Exercise
Please format the item lines below as a numbered list, starting at the line that contains "Confirm that each instance of the white" and ending with the last line of the items, with blank lines left out.

Pointing and labeling items
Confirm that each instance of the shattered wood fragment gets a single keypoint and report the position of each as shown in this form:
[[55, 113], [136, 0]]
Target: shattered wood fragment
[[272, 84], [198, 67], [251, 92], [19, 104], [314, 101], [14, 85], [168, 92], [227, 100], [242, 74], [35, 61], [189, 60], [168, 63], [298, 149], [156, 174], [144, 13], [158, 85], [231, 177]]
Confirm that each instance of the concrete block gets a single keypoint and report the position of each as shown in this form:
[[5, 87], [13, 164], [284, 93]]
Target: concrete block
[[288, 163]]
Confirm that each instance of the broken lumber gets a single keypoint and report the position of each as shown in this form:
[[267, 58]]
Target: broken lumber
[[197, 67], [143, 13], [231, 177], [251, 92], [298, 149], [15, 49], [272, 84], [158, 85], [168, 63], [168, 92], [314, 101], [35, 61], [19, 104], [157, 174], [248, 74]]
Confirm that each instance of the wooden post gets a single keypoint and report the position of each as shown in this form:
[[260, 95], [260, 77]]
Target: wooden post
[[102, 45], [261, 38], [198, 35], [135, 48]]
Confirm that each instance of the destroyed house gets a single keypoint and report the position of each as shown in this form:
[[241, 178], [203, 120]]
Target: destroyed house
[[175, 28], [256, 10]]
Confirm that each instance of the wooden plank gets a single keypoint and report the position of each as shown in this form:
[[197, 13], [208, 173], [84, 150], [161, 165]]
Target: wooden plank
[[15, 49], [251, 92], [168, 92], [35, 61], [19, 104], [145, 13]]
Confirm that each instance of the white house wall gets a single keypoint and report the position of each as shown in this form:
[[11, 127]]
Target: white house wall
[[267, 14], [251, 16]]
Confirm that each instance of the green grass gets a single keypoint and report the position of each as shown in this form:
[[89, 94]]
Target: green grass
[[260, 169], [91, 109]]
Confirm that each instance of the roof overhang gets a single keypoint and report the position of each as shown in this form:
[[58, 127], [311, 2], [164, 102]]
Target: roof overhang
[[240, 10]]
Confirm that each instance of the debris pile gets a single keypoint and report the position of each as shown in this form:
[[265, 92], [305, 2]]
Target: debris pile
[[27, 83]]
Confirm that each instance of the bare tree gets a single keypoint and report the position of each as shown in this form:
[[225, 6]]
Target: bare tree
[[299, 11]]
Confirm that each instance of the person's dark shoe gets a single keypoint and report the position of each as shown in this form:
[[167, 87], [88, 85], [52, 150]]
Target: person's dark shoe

Written solution
1. Confirm that each instance of the white house wall gets a single keypoint and report the position of each as shown in this form:
2. [[11, 127]]
3. Target: white house wall
4. [[267, 14], [251, 16]]
5. Confirm that each instance of the green grass gets a single keypoint and report the position of each as shown in this form:
6. [[89, 94]]
7. Target: green grass
8. [[260, 169], [91, 109]]
9. Confirm that each instance of the roof overhang gets a single keypoint and report the position of each as shown in this form:
10. [[58, 127], [311, 2], [164, 102]]
11. Target: roof overhang
12. [[240, 10]]
13. Confirm that each instance of the debris pile gets a single keypoint and report the position of each as shown in this form:
14. [[265, 92], [305, 2]]
15. Target: debris pile
16. [[27, 83]]
17. Confirm that each instance of the bare tree gets a single keypoint and report the position of each as shown in this form:
18. [[225, 6]]
19. Target: bare tree
20. [[299, 11]]
21. Confirm that each instance of the person's dark shoe gets a single keypoint and report the position of each as shown in this form:
22. [[167, 87], [88, 85], [52, 150]]
23. Target: person's dark shoe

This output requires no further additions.